PROVIDED MATERIAL:
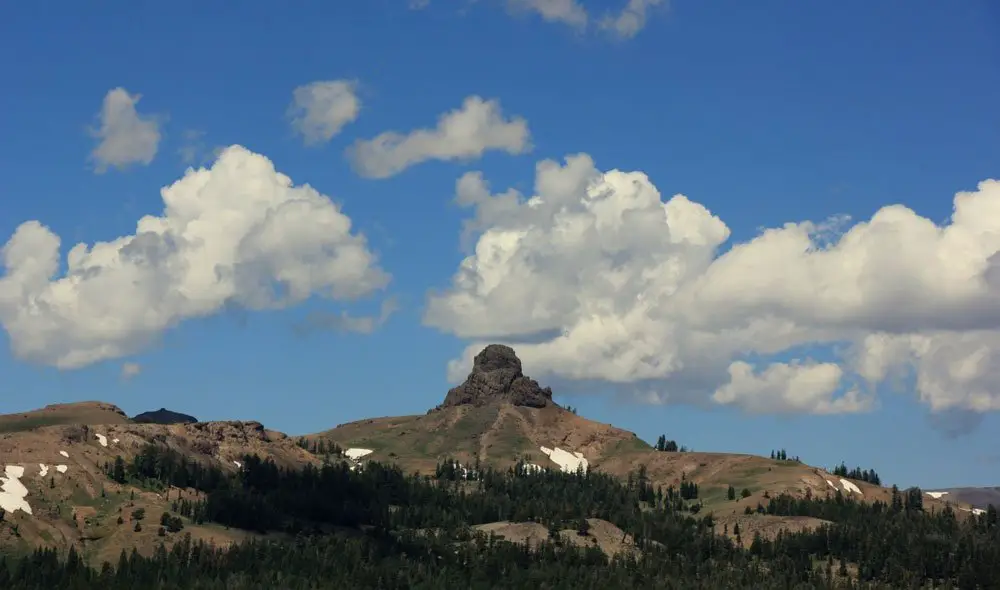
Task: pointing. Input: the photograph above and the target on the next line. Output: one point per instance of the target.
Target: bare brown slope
(77, 413)
(497, 434)
(81, 507)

WORK INSTRUCTIONS: Transcribe every entry above exactly. Omit all pictures.

WRITTEN SOLUTION:
Task: pointing. Input: the photograph above and the target on the next line. Output: one point per instance of the target.
Target: bare brown slope
(77, 413)
(497, 434)
(81, 507)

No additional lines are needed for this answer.